--- start ---

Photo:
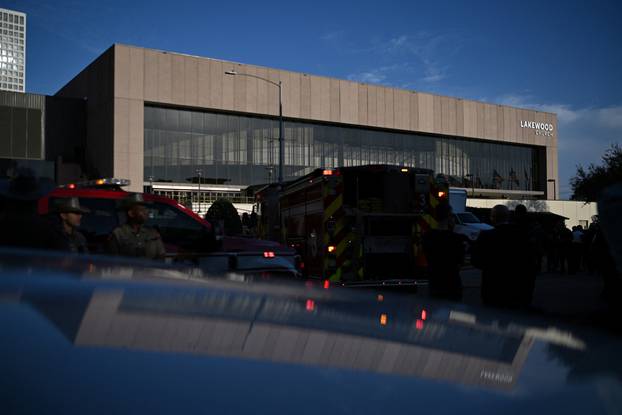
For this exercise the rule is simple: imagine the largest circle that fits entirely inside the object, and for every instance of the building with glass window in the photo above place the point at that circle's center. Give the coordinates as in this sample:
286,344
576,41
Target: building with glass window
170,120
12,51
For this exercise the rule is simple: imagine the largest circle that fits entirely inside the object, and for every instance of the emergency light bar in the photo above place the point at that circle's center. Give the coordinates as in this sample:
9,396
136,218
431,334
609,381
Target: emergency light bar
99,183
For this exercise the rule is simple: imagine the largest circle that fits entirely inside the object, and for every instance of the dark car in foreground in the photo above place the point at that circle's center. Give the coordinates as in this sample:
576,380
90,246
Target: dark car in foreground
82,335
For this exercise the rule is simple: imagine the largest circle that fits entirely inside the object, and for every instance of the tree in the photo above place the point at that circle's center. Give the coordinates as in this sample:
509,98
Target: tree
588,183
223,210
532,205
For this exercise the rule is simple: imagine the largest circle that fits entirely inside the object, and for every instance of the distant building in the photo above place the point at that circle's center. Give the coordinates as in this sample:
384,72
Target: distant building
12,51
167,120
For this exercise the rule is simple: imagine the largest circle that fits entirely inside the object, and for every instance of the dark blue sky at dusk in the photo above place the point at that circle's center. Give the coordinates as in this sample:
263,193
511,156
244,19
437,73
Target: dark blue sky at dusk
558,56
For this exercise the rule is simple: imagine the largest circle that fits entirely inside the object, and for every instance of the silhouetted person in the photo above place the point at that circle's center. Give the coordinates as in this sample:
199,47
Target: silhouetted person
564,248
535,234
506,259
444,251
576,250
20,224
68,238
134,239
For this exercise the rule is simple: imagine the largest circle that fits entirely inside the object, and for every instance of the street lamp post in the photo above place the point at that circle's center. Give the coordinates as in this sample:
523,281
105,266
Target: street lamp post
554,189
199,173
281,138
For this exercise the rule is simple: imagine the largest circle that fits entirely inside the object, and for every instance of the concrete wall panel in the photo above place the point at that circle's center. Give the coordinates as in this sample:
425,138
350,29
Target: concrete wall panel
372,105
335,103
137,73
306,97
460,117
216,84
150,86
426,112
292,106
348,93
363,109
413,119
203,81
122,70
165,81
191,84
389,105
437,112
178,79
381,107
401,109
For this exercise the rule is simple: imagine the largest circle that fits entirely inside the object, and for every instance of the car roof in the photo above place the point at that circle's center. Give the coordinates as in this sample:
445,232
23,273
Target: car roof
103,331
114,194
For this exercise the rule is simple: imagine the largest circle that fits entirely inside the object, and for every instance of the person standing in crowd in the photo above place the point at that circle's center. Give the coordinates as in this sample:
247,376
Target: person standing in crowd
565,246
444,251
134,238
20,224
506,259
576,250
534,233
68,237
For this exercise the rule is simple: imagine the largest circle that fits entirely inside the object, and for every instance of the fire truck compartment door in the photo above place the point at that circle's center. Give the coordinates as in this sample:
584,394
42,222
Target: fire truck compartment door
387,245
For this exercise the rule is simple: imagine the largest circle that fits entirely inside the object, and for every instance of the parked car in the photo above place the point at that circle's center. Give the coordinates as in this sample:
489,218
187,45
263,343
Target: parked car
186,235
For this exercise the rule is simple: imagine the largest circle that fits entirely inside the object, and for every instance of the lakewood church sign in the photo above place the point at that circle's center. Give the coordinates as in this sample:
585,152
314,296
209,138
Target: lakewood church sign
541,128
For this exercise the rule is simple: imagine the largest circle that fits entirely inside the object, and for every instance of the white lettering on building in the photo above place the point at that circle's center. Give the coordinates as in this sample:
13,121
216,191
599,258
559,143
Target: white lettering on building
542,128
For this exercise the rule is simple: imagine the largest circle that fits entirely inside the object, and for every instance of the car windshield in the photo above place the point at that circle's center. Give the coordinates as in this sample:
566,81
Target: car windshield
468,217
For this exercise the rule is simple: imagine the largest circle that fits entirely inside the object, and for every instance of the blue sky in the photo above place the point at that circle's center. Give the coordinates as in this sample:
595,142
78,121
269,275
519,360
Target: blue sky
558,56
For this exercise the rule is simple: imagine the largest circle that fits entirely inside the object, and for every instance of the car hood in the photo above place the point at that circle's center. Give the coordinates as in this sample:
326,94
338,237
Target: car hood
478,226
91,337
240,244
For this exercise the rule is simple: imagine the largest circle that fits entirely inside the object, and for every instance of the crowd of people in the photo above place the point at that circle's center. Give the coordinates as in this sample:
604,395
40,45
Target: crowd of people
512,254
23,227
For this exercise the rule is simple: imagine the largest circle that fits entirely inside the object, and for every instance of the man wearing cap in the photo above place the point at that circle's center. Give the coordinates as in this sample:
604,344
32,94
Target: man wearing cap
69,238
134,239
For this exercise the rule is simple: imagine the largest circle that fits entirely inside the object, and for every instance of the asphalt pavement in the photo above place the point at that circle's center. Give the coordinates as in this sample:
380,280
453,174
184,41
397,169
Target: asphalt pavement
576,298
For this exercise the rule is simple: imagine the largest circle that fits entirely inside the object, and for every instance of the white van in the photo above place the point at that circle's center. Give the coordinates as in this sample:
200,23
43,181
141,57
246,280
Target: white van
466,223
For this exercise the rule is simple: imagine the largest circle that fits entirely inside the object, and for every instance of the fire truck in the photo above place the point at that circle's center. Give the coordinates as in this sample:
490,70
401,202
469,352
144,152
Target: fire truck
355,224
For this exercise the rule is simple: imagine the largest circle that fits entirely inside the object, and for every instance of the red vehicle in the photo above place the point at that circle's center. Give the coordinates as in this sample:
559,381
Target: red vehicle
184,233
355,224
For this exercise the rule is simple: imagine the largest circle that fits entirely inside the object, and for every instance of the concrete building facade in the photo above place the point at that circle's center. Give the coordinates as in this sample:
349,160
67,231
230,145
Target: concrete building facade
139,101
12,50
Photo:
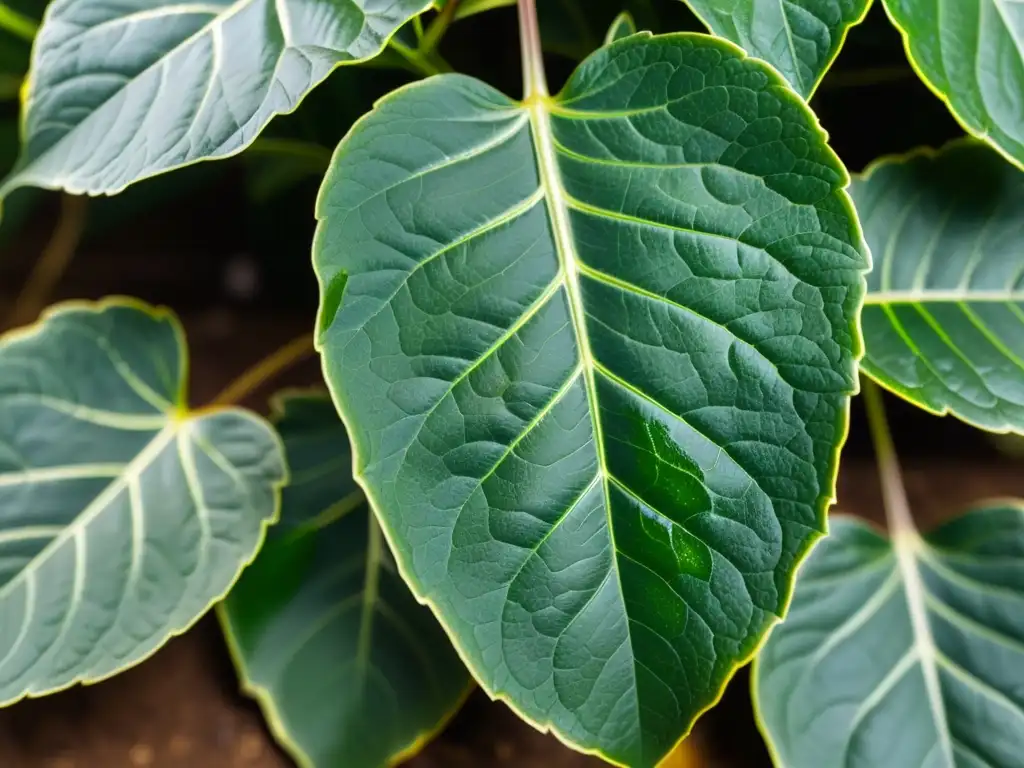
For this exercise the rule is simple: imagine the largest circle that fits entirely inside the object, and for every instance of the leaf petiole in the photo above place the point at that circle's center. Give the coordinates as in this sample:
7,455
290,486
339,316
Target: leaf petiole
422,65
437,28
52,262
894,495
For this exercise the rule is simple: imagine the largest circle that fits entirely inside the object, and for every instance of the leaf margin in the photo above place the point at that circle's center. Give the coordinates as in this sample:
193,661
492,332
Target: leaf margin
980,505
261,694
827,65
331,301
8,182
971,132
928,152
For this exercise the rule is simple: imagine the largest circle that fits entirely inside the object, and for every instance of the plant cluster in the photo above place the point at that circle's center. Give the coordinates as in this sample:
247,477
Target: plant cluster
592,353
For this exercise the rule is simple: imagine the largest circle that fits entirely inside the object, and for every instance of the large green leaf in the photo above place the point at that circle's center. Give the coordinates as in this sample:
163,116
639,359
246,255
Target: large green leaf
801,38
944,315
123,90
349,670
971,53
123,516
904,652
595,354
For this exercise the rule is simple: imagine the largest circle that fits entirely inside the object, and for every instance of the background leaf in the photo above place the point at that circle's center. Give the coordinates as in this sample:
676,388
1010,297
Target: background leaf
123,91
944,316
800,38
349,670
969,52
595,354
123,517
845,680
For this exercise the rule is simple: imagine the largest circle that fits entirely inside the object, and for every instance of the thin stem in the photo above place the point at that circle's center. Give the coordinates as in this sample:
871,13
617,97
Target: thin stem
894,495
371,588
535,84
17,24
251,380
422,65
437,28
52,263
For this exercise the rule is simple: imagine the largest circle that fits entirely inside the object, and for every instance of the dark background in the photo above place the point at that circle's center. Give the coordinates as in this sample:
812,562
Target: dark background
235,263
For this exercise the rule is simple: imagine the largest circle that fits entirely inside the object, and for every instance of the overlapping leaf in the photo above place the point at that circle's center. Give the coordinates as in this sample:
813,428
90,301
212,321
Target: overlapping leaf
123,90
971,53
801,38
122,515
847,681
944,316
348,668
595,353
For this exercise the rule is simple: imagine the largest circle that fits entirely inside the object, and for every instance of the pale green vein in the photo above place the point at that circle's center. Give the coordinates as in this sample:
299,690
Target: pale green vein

--- end ---

▶ [Prompt]: Only the lines from the one containing "of the pale" to the end of the records should be repeated, exactly as they appear.

▶ [Answer for the task]:
For this exercise the rule is simple: imagine the largest circle that fits entirely inside the object, and for every instance of the pale green vein in the photo above place the point at that circle's center. Give the coordinates as in this sample:
299,690
Target: pale green vein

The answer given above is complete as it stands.